>> Begin

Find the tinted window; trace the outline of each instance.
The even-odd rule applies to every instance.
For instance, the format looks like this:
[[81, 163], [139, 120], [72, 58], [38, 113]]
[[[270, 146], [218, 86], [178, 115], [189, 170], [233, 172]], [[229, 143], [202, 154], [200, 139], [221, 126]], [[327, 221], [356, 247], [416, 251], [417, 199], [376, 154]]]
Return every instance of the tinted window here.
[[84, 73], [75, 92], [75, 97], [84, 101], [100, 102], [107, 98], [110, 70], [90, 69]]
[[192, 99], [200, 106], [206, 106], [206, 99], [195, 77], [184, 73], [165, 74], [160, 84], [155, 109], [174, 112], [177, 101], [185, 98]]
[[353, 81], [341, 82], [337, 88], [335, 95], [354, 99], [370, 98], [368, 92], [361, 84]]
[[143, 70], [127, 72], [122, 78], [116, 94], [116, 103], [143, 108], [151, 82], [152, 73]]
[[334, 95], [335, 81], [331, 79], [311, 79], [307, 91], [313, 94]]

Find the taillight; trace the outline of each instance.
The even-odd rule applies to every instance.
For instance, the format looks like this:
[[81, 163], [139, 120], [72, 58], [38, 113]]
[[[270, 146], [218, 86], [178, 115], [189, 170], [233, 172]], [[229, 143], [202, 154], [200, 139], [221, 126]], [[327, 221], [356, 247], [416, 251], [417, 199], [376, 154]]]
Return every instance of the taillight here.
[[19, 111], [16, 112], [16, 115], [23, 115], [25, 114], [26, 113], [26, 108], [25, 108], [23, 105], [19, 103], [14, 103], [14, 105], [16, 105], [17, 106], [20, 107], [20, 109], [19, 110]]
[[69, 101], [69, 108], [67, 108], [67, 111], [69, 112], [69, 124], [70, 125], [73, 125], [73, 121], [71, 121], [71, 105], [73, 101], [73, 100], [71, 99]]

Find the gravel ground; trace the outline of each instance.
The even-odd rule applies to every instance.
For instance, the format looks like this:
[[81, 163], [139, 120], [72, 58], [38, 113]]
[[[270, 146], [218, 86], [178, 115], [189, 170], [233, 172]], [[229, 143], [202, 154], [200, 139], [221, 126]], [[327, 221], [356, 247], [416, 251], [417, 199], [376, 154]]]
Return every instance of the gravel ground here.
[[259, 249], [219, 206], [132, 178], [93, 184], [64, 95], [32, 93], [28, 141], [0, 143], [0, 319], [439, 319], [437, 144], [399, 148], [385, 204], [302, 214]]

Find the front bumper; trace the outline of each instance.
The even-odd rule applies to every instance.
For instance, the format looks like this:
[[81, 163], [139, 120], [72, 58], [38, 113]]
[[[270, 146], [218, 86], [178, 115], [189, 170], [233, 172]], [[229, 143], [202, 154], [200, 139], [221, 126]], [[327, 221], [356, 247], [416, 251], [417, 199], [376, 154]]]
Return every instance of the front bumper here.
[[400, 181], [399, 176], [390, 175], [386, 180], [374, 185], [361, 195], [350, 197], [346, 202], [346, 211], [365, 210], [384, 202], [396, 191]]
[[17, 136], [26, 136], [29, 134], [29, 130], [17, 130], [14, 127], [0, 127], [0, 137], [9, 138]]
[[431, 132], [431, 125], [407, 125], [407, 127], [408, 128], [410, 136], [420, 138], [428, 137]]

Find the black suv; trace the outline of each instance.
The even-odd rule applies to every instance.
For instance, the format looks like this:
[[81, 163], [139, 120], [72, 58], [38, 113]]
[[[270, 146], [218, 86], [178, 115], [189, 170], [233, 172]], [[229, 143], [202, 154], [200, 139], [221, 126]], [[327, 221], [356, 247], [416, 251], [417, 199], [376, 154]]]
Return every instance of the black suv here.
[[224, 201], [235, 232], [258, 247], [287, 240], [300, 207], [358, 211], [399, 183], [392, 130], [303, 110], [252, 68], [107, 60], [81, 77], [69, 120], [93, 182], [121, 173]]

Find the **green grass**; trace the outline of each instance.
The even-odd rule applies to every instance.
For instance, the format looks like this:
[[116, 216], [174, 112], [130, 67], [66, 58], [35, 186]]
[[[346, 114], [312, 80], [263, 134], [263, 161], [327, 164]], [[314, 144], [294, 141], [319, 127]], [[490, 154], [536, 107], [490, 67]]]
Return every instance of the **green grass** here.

>> End

AIM:
Return every one of the items above line by line, reproducing each line unchanged.

EXERCISE RESULT:
Find the tinted window; trace the outline of each instance.
The even-odd rule applies to every instance.
For instance, the format looks like this:
[[81, 163], [139, 120], [72, 58], [38, 113]]
[[[270, 146], [218, 86], [178, 115], [189, 170], [233, 172]], [[229, 143], [202, 154], [200, 139], [221, 126]], [[327, 221], [356, 247], [416, 251], [417, 199], [376, 154]]]
Return every instance of the tinted window here.
[[84, 73], [75, 92], [75, 97], [84, 101], [100, 102], [107, 98], [110, 70], [90, 69]]
[[192, 99], [200, 106], [206, 106], [206, 99], [195, 77], [184, 73], [165, 74], [160, 84], [155, 109], [174, 112], [177, 101], [185, 98]]
[[353, 81], [341, 82], [337, 88], [335, 95], [354, 99], [370, 98], [368, 92], [361, 84]]
[[143, 70], [127, 72], [122, 78], [116, 94], [116, 103], [143, 108], [151, 82], [152, 73]]
[[334, 95], [335, 81], [331, 79], [311, 79], [307, 91], [313, 94]]

Find the taillight; trace the outline of each instance.
The even-odd rule applies to every instance.
For instance, the format looks like this:
[[81, 163], [139, 120], [72, 58], [38, 113]]
[[[270, 146], [218, 86], [178, 115], [189, 170], [233, 172]], [[229, 143], [202, 154], [200, 139], [221, 126]], [[327, 221], [356, 247], [416, 251], [417, 199], [376, 154]]]
Return every instance of the taillight here.
[[19, 111], [16, 112], [16, 115], [23, 115], [25, 114], [26, 113], [26, 108], [25, 108], [23, 105], [19, 103], [14, 103], [14, 105], [16, 105], [17, 106], [20, 107], [20, 109], [19, 110]]
[[69, 101], [69, 108], [67, 108], [67, 111], [69, 112], [69, 124], [70, 125], [73, 125], [73, 121], [71, 121], [71, 105], [73, 101], [73, 100], [71, 99]]

Find the gravel ground; trace the outline of each instance.
The even-odd rule applies to every instance.
For instance, the format looks like this:
[[81, 163], [139, 120], [72, 58], [38, 113]]
[[[270, 146], [218, 86], [178, 115], [189, 170], [233, 172]], [[229, 143], [202, 154], [200, 139], [221, 126]], [[327, 221], [356, 247], [416, 251], [417, 199], [376, 154]]]
Return every instance of the gravel ground here.
[[259, 249], [219, 206], [132, 178], [93, 184], [64, 95], [32, 93], [28, 141], [0, 143], [0, 319], [439, 319], [437, 144], [399, 148], [385, 204], [302, 214]]

Find the front bumper; trace the outline of each instance.
The even-odd rule applies to every instance.
For instance, the format looks like this:
[[81, 163], [139, 120], [72, 58], [38, 113]]
[[[270, 146], [218, 86], [178, 115], [189, 170], [233, 172]], [[229, 143], [202, 154], [200, 139], [221, 126]], [[327, 221], [356, 247], [416, 251], [417, 199], [376, 154]]]
Return every instance of the front bumper here.
[[400, 181], [399, 176], [390, 175], [386, 180], [374, 185], [361, 195], [350, 197], [346, 202], [346, 211], [365, 210], [384, 202], [396, 191]]
[[17, 136], [26, 136], [29, 134], [29, 130], [17, 130], [14, 127], [0, 127], [0, 137], [9, 138]]
[[431, 132], [431, 125], [407, 125], [407, 127], [408, 128], [410, 136], [420, 138], [428, 137]]

Find the black suv; trace the outline of each instance.
The even-odd rule applies to every instance.
For instance, the format looks like this:
[[81, 163], [139, 120], [72, 58], [38, 113]]
[[[270, 146], [218, 86], [178, 115], [189, 170], [233, 172]], [[229, 143], [202, 154], [200, 139], [221, 126]], [[327, 221], [356, 247], [416, 251], [417, 199], [376, 154]]]
Return every instance of the black suv here.
[[224, 201], [235, 232], [258, 247], [287, 240], [300, 207], [358, 211], [399, 183], [392, 130], [303, 110], [252, 68], [107, 60], [81, 77], [69, 120], [93, 182], [121, 173]]

Find the **green grass**; trace the outline of each instance.
The even-odd rule applies to every instance.
For instance, the format looks like this:
[[116, 216], [174, 112], [130, 67], [66, 58], [35, 186]]
[[[346, 114], [312, 80], [263, 134], [263, 161], [327, 164]], [[314, 144], [294, 141], [319, 127]], [[490, 154], [536, 107], [490, 67]]]
Return every instance of the **green grass** here.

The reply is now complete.